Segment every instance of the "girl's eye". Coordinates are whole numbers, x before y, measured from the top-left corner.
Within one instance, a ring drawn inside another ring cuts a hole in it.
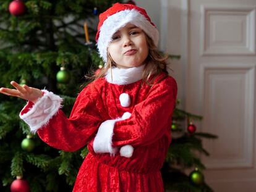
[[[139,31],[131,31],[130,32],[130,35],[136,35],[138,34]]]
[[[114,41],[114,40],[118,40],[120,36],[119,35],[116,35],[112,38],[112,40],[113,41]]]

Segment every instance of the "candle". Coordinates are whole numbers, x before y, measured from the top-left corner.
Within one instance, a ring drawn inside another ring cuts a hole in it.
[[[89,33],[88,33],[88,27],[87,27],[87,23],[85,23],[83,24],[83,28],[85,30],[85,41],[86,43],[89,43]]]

...

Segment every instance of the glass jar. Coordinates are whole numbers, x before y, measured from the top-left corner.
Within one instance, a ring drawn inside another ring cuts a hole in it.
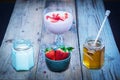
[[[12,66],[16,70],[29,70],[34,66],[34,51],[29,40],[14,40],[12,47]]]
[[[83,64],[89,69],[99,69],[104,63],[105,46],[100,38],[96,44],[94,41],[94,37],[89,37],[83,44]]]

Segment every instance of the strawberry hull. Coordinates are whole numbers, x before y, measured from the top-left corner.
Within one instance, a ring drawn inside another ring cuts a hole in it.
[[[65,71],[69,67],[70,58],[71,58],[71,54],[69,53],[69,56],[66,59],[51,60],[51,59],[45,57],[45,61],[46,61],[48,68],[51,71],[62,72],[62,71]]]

...

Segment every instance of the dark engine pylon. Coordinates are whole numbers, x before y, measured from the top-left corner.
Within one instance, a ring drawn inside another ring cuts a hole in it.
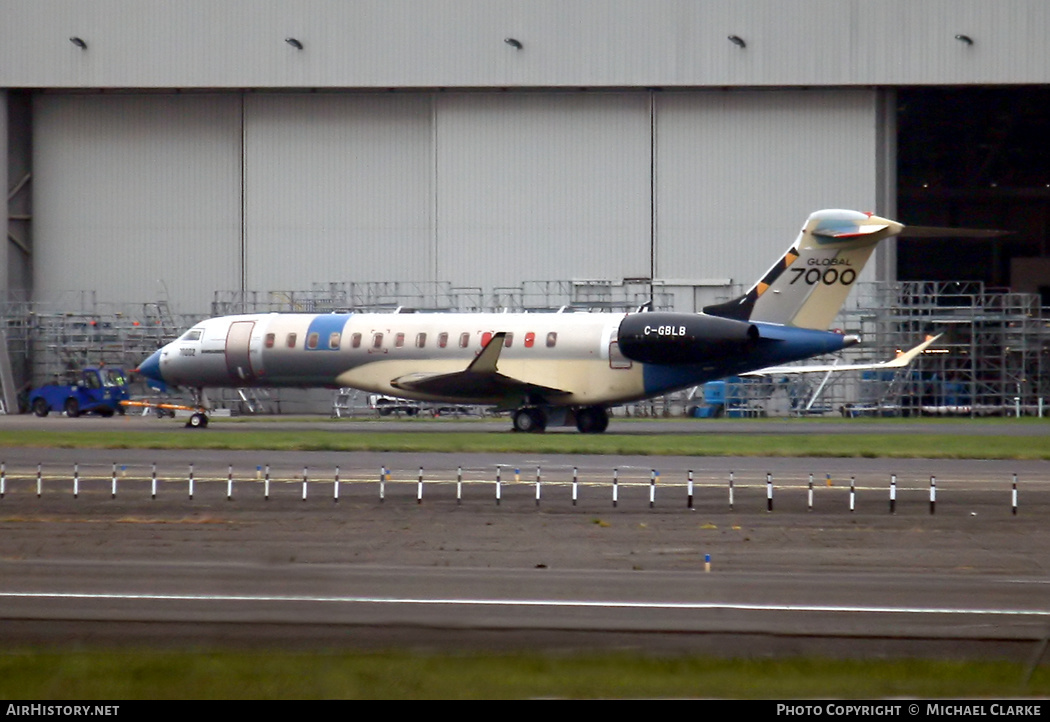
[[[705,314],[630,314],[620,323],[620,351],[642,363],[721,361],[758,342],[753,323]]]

Problem details: Copy every line of the records that contains the string "Coordinates", matching case exactly.

Solution for this exercise:
Segment every instance of the "girl's eye". Coordinates are whole numbers, x before y, measured from the top-left corner.
Segment every instance of the "candle". Coordinates are whole numbers, x before y, measured from the top-left corner.
Segment every instance of the glass jar. Coordinates are whole numbers, x before y, measured from the top-left corner.
Segment every instance of the strawberry hull. Coordinates are whole numbers, x before y, measured from the top-left corner.
Segment every instance of the dark engine pylon. Coordinates are whole numbers, x before y, measured from the top-left corner.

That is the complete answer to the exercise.